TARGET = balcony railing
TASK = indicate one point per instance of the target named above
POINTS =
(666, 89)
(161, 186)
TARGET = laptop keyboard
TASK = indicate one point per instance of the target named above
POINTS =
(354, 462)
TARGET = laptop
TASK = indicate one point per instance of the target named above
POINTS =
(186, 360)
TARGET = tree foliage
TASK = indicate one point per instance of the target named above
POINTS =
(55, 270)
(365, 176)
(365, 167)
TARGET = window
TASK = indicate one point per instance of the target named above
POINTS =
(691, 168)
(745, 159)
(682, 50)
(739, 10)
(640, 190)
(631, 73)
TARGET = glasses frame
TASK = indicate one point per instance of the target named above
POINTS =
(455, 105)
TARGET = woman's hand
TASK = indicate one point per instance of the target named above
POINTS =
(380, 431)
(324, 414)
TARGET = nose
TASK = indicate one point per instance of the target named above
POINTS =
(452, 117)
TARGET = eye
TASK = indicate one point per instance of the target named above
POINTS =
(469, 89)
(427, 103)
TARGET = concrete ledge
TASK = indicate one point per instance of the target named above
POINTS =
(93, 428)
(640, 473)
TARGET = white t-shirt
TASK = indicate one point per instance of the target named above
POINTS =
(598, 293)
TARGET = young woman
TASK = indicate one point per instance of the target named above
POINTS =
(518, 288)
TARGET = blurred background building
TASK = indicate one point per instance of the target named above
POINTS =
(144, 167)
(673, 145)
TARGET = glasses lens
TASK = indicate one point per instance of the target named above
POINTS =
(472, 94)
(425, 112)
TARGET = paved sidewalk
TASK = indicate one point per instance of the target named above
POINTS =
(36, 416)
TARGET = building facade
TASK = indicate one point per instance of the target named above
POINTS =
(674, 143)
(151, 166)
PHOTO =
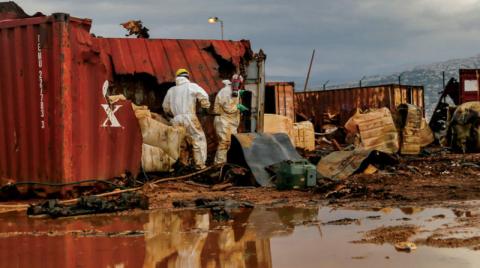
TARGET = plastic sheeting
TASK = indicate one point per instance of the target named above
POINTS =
(260, 150)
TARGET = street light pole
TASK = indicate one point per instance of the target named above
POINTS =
(221, 26)
(360, 82)
(325, 84)
(213, 20)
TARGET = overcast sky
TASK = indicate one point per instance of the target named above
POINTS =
(352, 38)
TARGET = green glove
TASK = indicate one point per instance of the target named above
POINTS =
(242, 107)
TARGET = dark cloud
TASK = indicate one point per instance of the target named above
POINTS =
(352, 38)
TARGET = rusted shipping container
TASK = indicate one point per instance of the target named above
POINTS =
(338, 105)
(55, 122)
(469, 85)
(279, 99)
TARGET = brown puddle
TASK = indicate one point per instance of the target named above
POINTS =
(259, 237)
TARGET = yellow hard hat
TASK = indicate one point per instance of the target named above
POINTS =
(181, 71)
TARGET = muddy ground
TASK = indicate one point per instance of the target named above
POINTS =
(414, 180)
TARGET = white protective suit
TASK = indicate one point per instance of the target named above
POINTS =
(181, 101)
(226, 123)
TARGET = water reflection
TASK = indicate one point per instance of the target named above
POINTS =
(259, 237)
(193, 239)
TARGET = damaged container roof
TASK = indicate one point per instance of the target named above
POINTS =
(209, 61)
(55, 123)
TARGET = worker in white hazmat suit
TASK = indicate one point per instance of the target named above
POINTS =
(180, 102)
(228, 109)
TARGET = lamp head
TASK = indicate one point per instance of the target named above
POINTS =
(213, 20)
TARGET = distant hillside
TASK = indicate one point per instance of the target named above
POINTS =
(430, 76)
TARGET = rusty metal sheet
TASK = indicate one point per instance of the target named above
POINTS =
(317, 105)
(260, 150)
(283, 99)
(162, 57)
(53, 122)
(342, 164)
(469, 85)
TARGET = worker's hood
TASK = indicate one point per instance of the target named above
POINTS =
(226, 82)
(181, 80)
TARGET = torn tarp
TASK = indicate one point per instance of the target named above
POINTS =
(340, 165)
(260, 150)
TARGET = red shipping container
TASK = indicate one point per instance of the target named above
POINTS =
(55, 122)
(56, 125)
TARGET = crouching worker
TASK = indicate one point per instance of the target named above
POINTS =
(228, 109)
(180, 102)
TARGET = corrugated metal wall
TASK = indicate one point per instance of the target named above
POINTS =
(284, 98)
(55, 124)
(469, 75)
(51, 113)
(315, 105)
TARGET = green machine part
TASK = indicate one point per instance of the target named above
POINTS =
(295, 175)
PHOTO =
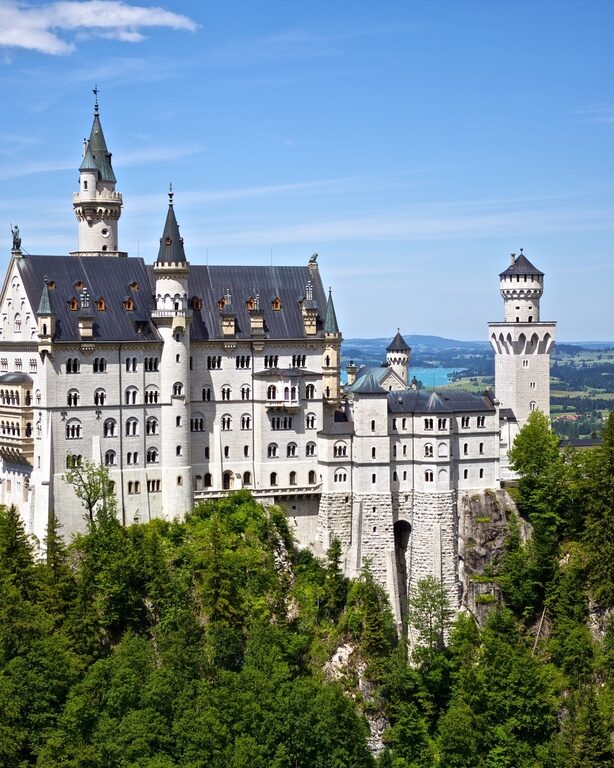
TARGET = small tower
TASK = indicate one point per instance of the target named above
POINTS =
(331, 364)
(97, 205)
(398, 354)
(522, 342)
(172, 317)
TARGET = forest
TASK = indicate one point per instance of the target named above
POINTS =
(215, 642)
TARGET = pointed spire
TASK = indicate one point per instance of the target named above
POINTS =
(171, 243)
(98, 146)
(44, 305)
(330, 322)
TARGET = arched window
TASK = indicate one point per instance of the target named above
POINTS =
(132, 427)
(74, 430)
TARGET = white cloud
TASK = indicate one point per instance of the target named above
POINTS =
(39, 28)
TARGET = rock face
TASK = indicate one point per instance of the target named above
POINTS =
(482, 531)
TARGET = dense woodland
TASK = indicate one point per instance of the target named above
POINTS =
(208, 642)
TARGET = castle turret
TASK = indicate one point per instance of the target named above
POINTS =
(522, 342)
(172, 318)
(97, 205)
(331, 368)
(398, 354)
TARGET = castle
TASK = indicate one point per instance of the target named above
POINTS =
(187, 381)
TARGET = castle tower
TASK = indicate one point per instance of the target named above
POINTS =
(398, 354)
(331, 365)
(172, 317)
(522, 342)
(97, 205)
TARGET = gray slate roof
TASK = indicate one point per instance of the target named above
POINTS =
(110, 277)
(521, 266)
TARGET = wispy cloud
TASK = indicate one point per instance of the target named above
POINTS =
(47, 28)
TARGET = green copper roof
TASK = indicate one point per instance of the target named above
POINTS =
(330, 322)
(171, 243)
(88, 163)
(44, 305)
(100, 153)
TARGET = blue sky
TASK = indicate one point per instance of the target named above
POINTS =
(412, 145)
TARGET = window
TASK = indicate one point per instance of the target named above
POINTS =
(74, 430)
(151, 426)
(151, 395)
(132, 427)
(197, 423)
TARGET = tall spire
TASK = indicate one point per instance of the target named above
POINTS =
(171, 243)
(330, 322)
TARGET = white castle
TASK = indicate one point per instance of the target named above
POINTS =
(187, 381)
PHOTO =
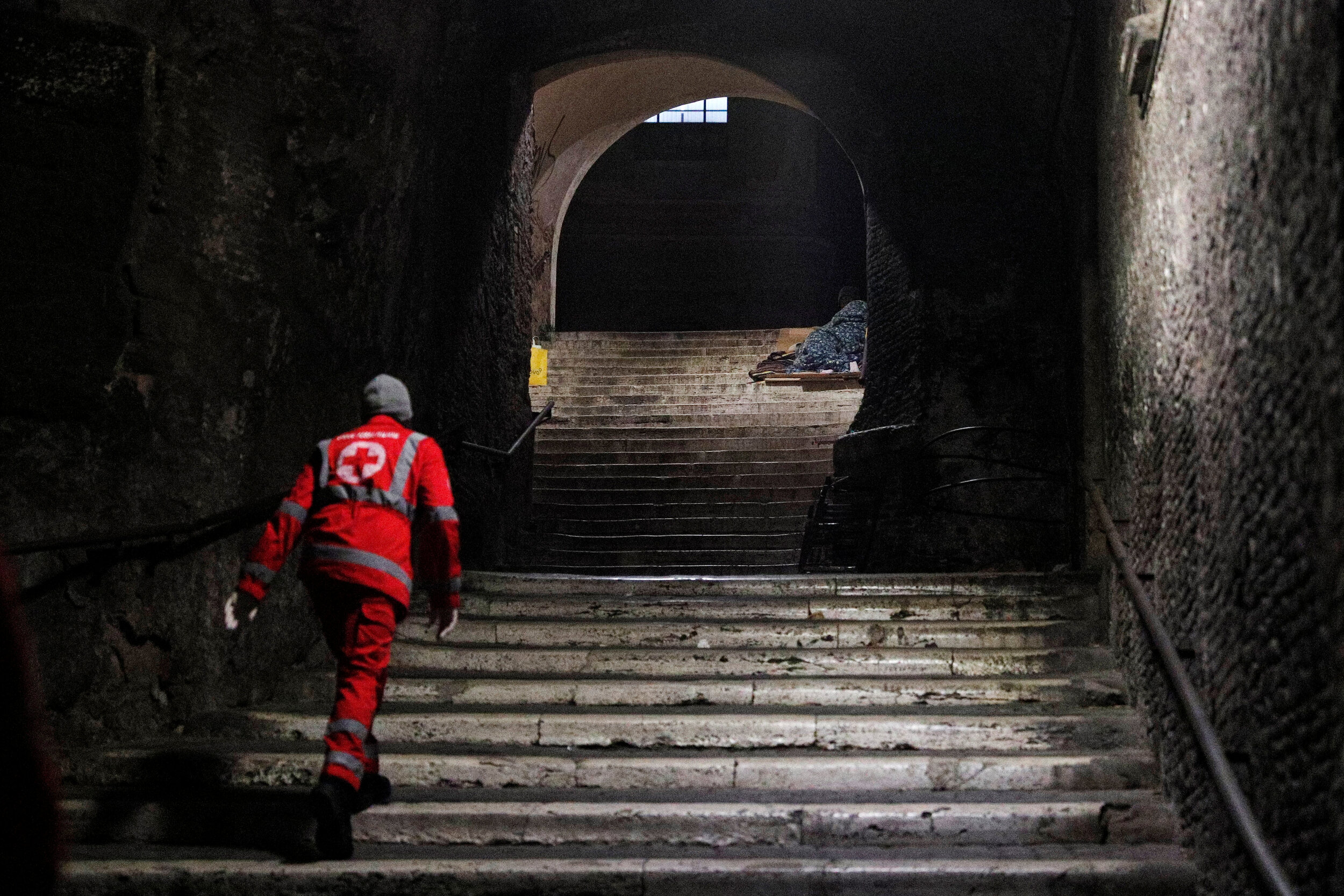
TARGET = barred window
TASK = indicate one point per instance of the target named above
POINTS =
(713, 111)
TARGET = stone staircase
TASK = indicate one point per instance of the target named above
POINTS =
(666, 458)
(906, 734)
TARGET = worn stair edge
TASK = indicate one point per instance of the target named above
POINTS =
(127, 819)
(694, 663)
(613, 770)
(912, 607)
(648, 730)
(752, 634)
(795, 585)
(1101, 690)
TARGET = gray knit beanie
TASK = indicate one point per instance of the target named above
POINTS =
(388, 396)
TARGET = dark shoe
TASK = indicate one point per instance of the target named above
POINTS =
(331, 802)
(374, 790)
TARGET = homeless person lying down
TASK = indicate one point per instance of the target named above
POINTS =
(838, 347)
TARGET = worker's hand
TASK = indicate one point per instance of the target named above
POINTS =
(240, 609)
(442, 618)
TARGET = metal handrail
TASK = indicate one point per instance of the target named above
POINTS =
(261, 510)
(541, 417)
(1213, 751)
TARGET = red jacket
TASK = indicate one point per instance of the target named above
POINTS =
(354, 504)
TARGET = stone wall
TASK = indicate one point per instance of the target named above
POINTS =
(221, 219)
(1218, 327)
(749, 225)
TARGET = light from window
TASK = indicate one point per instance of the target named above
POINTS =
(713, 111)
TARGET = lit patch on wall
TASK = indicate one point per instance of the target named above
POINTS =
(713, 112)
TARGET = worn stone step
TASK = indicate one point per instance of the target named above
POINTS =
(699, 418)
(300, 763)
(560, 478)
(675, 526)
(664, 496)
(700, 727)
(565, 390)
(277, 820)
(853, 585)
(812, 454)
(657, 569)
(1109, 871)
(683, 542)
(597, 351)
(800, 410)
(694, 663)
(705, 378)
(878, 607)
(750, 633)
(765, 512)
(678, 439)
(671, 338)
(678, 470)
(657, 559)
(681, 404)
(1093, 690)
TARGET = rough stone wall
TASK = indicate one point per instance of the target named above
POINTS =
(294, 197)
(1221, 284)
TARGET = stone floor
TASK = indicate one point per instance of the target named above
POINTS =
(673, 735)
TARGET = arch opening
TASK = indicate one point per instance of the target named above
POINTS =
(587, 108)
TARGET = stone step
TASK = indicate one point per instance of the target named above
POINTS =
(725, 353)
(851, 585)
(670, 415)
(737, 386)
(270, 820)
(803, 406)
(811, 454)
(619, 473)
(910, 606)
(691, 437)
(753, 633)
(694, 663)
(609, 542)
(1095, 690)
(183, 765)
(656, 559)
(700, 727)
(662, 567)
(705, 378)
(675, 338)
(767, 513)
(1114, 871)
(561, 478)
(690, 494)
(673, 526)
(681, 417)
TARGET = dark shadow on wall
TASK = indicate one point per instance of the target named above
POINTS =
(749, 225)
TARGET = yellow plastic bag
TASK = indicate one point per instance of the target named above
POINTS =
(538, 377)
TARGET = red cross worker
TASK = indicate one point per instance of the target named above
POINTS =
(350, 513)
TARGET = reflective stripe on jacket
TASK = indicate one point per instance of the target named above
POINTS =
(353, 505)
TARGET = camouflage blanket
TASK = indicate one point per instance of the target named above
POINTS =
(831, 348)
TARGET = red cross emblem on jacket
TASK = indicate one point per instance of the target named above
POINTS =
(353, 508)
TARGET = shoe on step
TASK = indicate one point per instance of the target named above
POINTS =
(331, 802)
(374, 790)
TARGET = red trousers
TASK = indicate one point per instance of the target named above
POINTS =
(359, 625)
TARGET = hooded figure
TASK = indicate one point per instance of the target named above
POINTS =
(351, 511)
(835, 347)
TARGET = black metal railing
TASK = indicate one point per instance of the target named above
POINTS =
(178, 539)
(541, 417)
(1036, 475)
(1206, 736)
● ● ● ● ●
Determine how many lines of the listing above include the word "green", and report that number only.

3